= Excerpt provided =
** begin **
In Florida, the impact of voting was more than evident in the gubernatorial election, where Black Democrat Andrew Gillum lost to Republican Ron DeSantis by 30,000 votes, in a race in which 8 million votes were cast. The election had a direct impact on the voting rights in the Sunshine State. Although 65 percent of Floridians voted for a measure to restore voting rights to 1.5 million ex-felons not convicted of murder or a sex crime, the Republican state legislature passed a law requiring the formerly incarcerated to pay the equivalent of a poll tax before allowing them to vote, thereby undercutting their voting rights.

Voting also determines the actors in the criminal justice system and law enforcement, such as district attorneys, judges and sheriffs. The racial inequities in the law were highlighted recently when actress Felicity Huffman, who is white, was sentenced to 14 days in jail, a $30,000 fine, one year of supervised release and 250 hours of community service for her role in a college admissions scandal, in which Huffman paid $15,000 to have someone change the answers on her daughter’s SAT test. In contrast, Tanya McDowell, a 29-year old homeless Black mother, was sentenced to five years in prison for using a friend’s address to enroll her son in another school district. Although Huffman’s case took place in a federal court with a federal judge and prosecutor while McDowell was tried in a state court, voices in the Black community have made note of the glaring disparities in punishment that Black parents face for seeking better educational opportunities for their children.
** end **
= Stored data =
** begin **
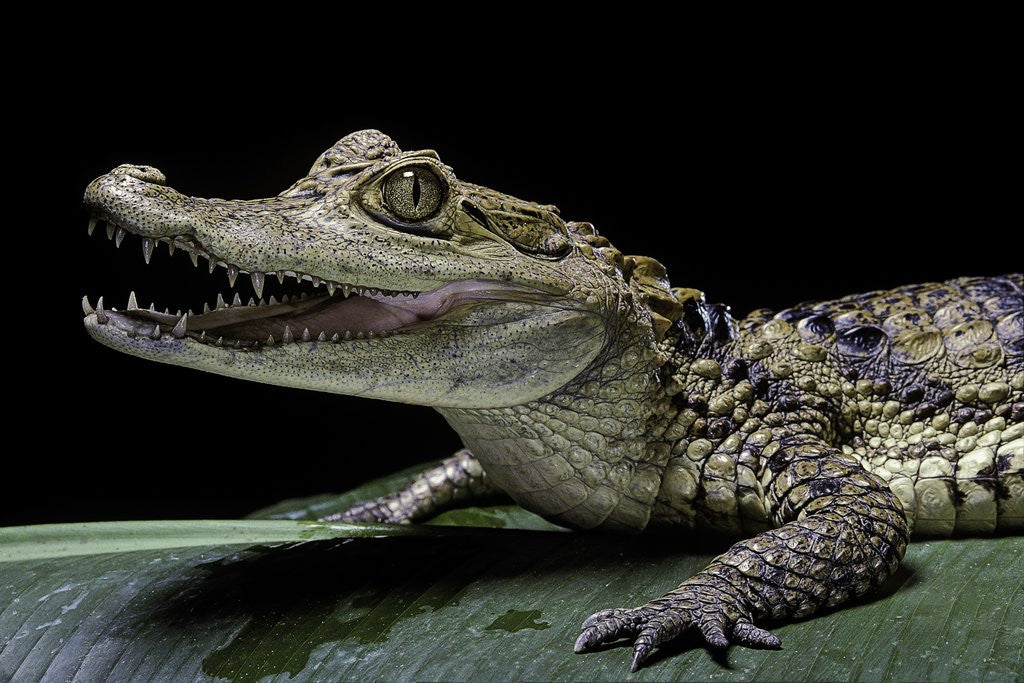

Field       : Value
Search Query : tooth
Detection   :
** end **
= Requirements =
a) Translate this sentence from the passage on voting rights into Spanish: "Voting also determines the actors in the criminal justice system and law enforcement, such as district attorneys, judges and sheriffs."
b) Go on with the passage on voting rights from where it stops.

= Exercise answers =
a) El voto también determina quiénes son los actores del sistema de justicia penal y de las fuerzas del orden, como los fiscales de distrito, los jueces y los alguaciles.

b)
Ninety-five percent of elected state and local prosecutors are white, and 79 percent are white men. State courts, which handle 95 percent of cases in the U.S., are run by white men. According to a study from the American Constitution Society, state court judges do not reflect the populations they serve, impacting public confidence in the justice system. For example, white men are 30 percent of the population but 58 percent of state judges. Black, Latino, Asian and other people of color are 40 percent of the population but merely 20 percent of state judges. Similarly, a study from the Brennan Center found that 24 states have an all-white supreme court, the highest court in a given state, while 13 states have never had a justice of color, and 18 have never seated a Black justice. Women only hold 36 percent of state high court seats. “Our judicial system loses credibility with the public when the judges making the rulings don’t reflect the diversity of the people affected by those rulings. Our courts can’t function without the public’s trust,” said Alicia Bannon, Managing Director of the Brennan Center’s Democracy Program and a coauthor of the report.

The importance of voting and its impact on criminal justice was evident in Pennsylvania, where the state board of pardons recently approved 23 clemency applications of people serving a life sentence without parole — a state record. Lt. Gov. John Fetterman, who chairs the board, appointed Brandon Flood, a formerly incarcerated Black man who was pardoned by Gov. Wolf earlier this year, as board secretary.   

Ignoring down-ballot candidates and measures has a tangible impact on our everyday lives and the interests of Black people. Aside from the many state and local candidates for elected office, there are ballot initiatives that determine how taxpayer money is allocated. Ballot measures address the underfunding of public schools and either seek more money and new funding sources for students and dismally low teacher pay, or mandate austerity measures and budget cuts for an already crippled education system. Ballot initiatives to protect people with pre-existing conditions and increase the minimum wage can have an immediate effect on one’s health and wealth, and measures to legalize marijuana stand to provide new revenue sources and a departure from drug criminalization that has disproportionately targeted Black people.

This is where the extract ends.